▶ Given passage
+ + + +

JL: Jay-Z used to come through there, all these guys… Reverend Run, Russell Simmons and all of those young guys used to come through there. Jay-Z or one of those guys off of Morris Avenue came through one time and he was in the store and we wanted to do an autograph session and every minute he’s looking behind his back. I used to tell him ‘what’s wrong man, I don’t have people in here to be scared of, if there’s something you’ve done you better go around there and clean it up, ‘cause you’re out here in the limelight.’ What’s that other boy’s name… Rob Base… These are the kind of guys that I would help. I’ve always been a person that regardless of who you are or what you were doing, I would always try to set you straight.

WJ: What kind of help would you give these guys?

JL: I’d help them financially, mostly with the knowledge and understanding; I fed their hunger, and I talked to them… I used to have little sessions [in Birdel’s], bring the drug guys off the street, and set ‘em down in there on Nostrand Avenue… I’ve had a lot of them come back later in life and say to me, say to the children, ‘you see Birdel’s over there, if it wasn’t for him you wouldn’t be here, he straightened my life out.’ These are the things that I really enjoy because I’ve given so much and I guess that’s why I’ve been blessed like this.

When I said I was going to close that store after 50 years I knew I had done a job. I got support all over the world, not just New York and the States… I got a call from Ghana – and I was in Ghana, sent ‘em product… we took on a family there, me and my sisters. We had a Long Foundation that we helped to support the needy over [in Ghana], we helped put computers in a school over there… So these are the things that I’ve done, but when I do something I don’t need my name in the spotlight because I do it from my heart.

WJ: Do you remember having jazz guys come into your store?

JL: Oh yeah… Cecil Payne, Wilbur Ware, Randy Weston, Paul Chambers, Miles Davis…

WJ: And what would they come in for?

+ + + +

▶ Stated exercise 1
How would you put this sentence from the interview into Spanish: "When I said I was going to close that store after 50 years I knew I had done a job."?

(Stored data)
+ + + +

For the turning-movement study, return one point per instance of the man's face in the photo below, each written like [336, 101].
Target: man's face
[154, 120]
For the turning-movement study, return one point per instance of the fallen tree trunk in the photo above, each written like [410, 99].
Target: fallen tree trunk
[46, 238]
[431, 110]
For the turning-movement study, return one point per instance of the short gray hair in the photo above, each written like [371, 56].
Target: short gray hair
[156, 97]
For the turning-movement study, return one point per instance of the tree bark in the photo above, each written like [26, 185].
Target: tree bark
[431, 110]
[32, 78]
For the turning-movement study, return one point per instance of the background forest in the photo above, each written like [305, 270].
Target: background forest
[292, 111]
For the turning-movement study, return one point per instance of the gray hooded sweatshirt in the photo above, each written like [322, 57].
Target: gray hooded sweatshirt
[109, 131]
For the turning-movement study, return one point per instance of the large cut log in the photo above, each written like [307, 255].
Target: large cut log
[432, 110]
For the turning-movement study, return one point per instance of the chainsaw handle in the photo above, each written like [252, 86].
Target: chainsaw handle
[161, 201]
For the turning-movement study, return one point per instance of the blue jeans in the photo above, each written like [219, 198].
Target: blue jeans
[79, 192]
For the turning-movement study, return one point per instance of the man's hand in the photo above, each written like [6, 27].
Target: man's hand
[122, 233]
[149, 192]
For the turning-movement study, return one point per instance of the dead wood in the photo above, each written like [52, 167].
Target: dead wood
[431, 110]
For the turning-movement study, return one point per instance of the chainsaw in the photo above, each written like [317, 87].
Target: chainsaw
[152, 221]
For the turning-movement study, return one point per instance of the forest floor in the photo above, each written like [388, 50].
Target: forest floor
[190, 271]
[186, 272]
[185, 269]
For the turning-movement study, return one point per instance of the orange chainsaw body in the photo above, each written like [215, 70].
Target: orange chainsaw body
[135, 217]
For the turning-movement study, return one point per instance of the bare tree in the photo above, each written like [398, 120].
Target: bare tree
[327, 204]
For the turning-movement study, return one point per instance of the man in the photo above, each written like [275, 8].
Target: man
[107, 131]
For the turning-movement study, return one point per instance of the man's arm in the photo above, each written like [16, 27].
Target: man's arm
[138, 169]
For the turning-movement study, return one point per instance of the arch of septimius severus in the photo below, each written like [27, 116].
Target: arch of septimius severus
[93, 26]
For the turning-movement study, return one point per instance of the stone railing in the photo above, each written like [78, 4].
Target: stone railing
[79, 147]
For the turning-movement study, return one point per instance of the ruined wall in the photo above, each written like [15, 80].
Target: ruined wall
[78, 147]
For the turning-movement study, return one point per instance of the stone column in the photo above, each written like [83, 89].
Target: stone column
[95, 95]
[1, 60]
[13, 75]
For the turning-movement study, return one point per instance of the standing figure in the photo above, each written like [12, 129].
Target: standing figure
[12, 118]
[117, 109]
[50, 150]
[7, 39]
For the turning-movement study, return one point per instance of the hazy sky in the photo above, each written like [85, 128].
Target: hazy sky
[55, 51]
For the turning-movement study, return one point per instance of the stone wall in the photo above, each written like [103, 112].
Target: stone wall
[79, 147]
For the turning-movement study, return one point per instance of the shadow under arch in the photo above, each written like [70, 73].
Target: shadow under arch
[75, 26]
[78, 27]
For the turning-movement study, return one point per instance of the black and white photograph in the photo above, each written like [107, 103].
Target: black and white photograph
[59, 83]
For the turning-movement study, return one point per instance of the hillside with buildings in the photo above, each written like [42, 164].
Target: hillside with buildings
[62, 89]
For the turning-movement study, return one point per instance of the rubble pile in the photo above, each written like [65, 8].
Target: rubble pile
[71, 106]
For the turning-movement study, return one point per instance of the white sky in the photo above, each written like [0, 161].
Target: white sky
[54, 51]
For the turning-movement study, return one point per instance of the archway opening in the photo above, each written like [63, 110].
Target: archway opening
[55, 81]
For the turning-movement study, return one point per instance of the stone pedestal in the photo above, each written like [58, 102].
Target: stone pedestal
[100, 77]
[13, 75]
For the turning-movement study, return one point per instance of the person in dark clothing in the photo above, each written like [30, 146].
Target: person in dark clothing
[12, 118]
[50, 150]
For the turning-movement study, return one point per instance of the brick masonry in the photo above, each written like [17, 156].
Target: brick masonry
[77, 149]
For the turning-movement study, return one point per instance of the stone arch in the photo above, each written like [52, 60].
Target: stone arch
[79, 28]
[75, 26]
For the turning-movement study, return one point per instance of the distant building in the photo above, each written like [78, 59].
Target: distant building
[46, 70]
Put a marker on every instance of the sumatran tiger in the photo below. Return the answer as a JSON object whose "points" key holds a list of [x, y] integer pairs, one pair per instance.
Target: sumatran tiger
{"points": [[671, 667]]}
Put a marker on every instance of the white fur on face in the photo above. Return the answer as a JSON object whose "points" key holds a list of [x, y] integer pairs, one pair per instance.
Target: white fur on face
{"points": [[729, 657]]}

+ + + +

▶ Stated exercise 2
Can you express the listing as a Markdown table with the columns "No." and "Entry", from the line with "like [78, 59]." through the end of the listing, leaving out blank lines?

▶ Complete output 1
Cuando dije que iba a cerrar esa tienda después de 50 años, supe que había cumplido con mi labor.

▶ Complete output 2
| No. | Entry |
|---|---|
| 1 | For the turning-movement study, return one point per instance of the distant building in the photo above, each written like [78, 59]. |
| 2 | Target: distant building |
| 3 | [46, 70] |
| 4 | Put a marker on every instance of the sumatran tiger in the photo below. Return the answer as a JSON object whose "points" key holds a list of [x, y] integer pairs, one pair per instance. |
| 5 | Target: sumatran tiger |
| 6 | {"points": [[671, 667]]} |
| 7 | Put a marker on every instance of the white fur on face in the photo above. Return the answer as a JSON object whose "points" key holds a list of [x, y] integer pairs, one pair per instance. |
| 8 | Target: white fur on face |
| 9 | {"points": [[729, 657]]} |